* _INSTRUCTIONS TO FOLLOW_
Can you copy, word for word, the part of the research summary below on privacy and fairness in machine learning that starts at "[Original paper by" and ends at "than non-private models."?

🔬 Research Summary by Judy Hanwen Shen, a Computer Science Ph.D. student at Stanford University broadly working on algorithmic fairness, differential privacy, and explainability through the lens of data composition.
[Original paper by Leonard Berrada*, Soham De*, Judy Hanwen Shen*, Jamie Hayes, Robert Stanforth, David Stutz, Pushmeet Kohli, Samuel L. Smith, and Borja Balle]
Overview: In high-stakes settings such as health care, machine learning models should uphold both privacy protections for data contributors and fairness across subgroups upon which the models will be deployed. Although prior works have suggested that tradeoffs may exist between accuracy, privacy, and fairness, this paper demonstrates that models fine-tuned with differential privacy can achieve accuracy comparable to that of non-private classifiers. Consequently, we show that privacy-preserving models in this regime do not display greater performance disparities across demographic groups than non-private models.
Introduction
When seeking medical advice, whether online or in a clinic, individuals outside the majority group may find themselves uncertain about the validity of the information they receive, particularly about their unique identity. The ongoing digitalization of health care presents an opportunity to develop algorithms that yield improved outcomes for marginalized subpopulations. In this context, preserving the confidentiality of one’s health records becomes a critical goal, alongside leveraging the predictive capabilities of models trained on population-level records. Ideally, any machine learning model deployed in a healthcare setting must have accuracy, privacy, and fairness.

* _DATASET CONTENT_

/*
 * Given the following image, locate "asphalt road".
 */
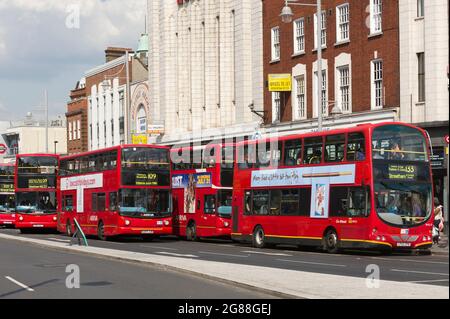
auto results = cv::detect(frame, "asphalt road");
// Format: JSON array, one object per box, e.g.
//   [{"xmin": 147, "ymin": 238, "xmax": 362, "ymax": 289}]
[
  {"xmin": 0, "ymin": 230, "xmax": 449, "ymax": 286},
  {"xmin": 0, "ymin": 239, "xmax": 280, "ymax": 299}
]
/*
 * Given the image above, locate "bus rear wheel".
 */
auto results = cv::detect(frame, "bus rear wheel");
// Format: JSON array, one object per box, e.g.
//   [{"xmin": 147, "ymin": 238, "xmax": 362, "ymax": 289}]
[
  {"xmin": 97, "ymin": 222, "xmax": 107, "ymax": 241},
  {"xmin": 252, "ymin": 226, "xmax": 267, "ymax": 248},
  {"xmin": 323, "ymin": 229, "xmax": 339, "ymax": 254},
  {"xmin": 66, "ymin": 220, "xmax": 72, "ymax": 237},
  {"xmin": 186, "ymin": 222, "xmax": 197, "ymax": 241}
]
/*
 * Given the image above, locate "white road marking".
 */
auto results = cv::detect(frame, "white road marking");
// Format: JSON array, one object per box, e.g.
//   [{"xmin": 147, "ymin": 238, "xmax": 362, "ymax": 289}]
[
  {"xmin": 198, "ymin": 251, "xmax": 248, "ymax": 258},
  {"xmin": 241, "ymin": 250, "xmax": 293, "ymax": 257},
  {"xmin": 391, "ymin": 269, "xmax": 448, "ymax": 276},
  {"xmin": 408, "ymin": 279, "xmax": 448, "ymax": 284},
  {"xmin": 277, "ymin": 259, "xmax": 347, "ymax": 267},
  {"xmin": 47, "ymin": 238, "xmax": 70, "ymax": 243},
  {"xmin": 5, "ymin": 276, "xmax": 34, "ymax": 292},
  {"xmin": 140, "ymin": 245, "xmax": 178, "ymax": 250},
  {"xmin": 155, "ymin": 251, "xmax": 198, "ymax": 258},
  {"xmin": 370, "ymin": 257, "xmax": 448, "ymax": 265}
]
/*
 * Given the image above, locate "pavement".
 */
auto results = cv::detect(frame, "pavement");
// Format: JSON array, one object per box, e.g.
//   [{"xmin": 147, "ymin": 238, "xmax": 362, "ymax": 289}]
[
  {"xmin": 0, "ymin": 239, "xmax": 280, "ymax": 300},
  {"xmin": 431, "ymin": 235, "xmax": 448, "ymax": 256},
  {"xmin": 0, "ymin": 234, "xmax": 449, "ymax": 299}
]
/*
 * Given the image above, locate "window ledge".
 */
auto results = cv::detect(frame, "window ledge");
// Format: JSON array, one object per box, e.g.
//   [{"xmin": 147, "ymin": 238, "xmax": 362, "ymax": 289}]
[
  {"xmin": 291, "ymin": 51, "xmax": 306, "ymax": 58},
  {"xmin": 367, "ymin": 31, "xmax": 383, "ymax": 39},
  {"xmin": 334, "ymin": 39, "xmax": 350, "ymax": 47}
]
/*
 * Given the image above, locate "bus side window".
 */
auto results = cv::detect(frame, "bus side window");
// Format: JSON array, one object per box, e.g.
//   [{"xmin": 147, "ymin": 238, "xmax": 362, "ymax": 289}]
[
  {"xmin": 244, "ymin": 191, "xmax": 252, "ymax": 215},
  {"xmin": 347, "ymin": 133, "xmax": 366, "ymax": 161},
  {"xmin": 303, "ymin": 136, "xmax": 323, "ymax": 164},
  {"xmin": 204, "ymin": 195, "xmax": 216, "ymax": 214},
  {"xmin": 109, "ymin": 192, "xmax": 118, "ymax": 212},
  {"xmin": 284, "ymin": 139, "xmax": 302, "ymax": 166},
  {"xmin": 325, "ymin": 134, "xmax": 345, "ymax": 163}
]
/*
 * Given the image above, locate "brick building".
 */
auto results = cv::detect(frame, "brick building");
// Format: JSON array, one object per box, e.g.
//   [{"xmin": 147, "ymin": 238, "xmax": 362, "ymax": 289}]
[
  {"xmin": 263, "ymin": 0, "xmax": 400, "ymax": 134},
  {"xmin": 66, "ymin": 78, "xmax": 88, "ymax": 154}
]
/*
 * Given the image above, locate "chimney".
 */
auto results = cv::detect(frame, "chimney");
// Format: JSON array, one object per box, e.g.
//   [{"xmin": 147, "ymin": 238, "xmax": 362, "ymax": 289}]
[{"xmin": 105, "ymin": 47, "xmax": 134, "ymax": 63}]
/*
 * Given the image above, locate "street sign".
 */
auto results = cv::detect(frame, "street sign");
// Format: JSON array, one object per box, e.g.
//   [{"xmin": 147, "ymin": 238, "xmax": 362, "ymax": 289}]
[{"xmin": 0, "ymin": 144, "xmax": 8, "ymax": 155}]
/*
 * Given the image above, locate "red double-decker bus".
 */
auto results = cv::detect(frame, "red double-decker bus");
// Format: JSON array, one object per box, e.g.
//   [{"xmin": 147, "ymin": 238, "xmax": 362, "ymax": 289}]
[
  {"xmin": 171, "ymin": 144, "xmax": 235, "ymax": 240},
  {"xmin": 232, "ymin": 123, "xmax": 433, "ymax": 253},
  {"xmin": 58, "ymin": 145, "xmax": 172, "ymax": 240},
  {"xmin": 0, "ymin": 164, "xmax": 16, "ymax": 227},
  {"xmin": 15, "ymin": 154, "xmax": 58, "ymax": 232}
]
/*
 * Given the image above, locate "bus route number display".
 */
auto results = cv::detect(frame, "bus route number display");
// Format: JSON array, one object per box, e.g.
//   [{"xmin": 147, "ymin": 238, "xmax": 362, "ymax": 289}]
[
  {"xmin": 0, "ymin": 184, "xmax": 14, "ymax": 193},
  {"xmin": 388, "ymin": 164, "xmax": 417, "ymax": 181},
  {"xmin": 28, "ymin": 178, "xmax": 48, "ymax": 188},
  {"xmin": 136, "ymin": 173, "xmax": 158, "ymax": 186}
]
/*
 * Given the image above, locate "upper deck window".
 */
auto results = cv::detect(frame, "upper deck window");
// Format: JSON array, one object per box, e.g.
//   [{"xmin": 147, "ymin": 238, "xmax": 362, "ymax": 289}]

* _OUTPUT_
[Original paper by Leonard Berrada*, Soham De*, Judy Hanwen Shen*, Jamie Hayes, Robert Stanforth, David Stutz, Pushmeet Kohli, Samuel L. Smith, and Borja Balle]
Overview: In high-stakes settings such as health care, machine learning models should uphold both privacy protections for data contributors and fairness across subgroups upon which the models will be deployed. Although prior works have suggested that tradeoffs may exist between accuracy, privacy, and fairness, this paper demonstrates that models fine-tuned with differential privacy can achieve accuracy comparable to that of non-private classifiers. Consequently, we show that privacy-preserving models in this regime do not display greater performance disparities across demographic groups than non-private models.